Brief - Determine which lines of the records include the word "gown", and copy them.

Data for processing -
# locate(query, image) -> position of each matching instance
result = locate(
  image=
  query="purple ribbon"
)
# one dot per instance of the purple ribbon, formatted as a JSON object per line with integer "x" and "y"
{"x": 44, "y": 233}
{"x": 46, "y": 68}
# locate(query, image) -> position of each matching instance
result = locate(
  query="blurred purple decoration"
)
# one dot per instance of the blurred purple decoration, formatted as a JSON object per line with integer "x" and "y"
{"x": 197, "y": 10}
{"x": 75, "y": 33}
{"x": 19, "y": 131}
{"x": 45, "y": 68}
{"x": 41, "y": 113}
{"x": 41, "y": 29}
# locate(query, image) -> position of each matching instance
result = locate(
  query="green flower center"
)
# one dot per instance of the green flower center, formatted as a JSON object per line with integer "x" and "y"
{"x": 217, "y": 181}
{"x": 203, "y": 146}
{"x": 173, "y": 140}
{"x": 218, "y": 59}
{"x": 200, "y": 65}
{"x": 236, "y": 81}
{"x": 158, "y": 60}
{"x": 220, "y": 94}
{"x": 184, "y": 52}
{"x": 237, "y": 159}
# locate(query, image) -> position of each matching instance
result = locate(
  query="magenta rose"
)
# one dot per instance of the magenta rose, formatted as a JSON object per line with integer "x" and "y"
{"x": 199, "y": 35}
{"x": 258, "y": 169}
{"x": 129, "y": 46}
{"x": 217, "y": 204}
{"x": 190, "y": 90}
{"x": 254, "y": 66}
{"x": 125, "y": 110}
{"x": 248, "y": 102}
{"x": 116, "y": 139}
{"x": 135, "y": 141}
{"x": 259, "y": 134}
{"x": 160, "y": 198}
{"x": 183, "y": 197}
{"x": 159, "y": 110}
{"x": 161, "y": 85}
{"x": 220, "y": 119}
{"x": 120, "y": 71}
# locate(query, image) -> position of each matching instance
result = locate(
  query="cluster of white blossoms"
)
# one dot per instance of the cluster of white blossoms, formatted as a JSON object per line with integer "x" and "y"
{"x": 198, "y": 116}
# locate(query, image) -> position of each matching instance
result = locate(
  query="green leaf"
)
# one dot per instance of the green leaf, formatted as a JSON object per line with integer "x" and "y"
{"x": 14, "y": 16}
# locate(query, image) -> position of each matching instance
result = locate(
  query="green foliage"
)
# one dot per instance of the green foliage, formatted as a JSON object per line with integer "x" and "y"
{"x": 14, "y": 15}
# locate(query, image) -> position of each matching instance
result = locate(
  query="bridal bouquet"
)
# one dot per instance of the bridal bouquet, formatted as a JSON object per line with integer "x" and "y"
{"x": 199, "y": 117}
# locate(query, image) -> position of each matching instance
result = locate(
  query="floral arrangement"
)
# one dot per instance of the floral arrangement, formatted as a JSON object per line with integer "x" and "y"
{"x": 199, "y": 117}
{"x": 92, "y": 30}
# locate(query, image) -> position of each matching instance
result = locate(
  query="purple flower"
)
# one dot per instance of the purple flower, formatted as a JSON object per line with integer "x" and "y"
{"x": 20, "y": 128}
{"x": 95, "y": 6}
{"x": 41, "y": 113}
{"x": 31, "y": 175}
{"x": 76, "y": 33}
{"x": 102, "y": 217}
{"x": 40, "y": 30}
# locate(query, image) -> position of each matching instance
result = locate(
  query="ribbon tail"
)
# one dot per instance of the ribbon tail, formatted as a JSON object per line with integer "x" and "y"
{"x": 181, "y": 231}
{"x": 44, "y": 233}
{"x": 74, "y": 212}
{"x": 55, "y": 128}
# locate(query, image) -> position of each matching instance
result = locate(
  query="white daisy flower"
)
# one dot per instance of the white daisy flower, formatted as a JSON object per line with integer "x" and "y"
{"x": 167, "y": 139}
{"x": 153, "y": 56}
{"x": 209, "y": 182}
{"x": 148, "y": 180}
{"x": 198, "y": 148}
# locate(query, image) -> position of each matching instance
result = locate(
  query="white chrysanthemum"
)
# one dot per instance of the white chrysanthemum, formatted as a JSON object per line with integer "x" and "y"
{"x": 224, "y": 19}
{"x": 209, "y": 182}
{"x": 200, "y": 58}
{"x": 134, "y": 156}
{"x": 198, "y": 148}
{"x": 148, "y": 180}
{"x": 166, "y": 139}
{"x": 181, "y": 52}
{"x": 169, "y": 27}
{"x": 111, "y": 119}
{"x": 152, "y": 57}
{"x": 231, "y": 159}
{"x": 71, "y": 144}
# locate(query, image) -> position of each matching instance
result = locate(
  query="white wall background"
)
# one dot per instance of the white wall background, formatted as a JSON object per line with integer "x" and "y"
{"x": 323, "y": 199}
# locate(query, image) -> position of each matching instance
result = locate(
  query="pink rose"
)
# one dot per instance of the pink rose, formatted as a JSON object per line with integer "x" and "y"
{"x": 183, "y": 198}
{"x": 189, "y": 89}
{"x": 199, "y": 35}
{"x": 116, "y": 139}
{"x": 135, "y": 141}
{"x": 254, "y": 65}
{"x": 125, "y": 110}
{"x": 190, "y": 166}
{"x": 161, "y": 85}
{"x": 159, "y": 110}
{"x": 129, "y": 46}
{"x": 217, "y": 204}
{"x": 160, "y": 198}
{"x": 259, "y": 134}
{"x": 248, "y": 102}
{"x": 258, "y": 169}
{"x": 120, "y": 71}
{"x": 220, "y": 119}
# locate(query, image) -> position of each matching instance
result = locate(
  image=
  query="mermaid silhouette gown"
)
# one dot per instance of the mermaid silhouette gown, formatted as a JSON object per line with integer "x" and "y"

Written answer -
  query="mermaid silhouette gown"
# one dot per instance of the mermaid silhouette gown, formatted as a JSON object per line with integer "x" and "y"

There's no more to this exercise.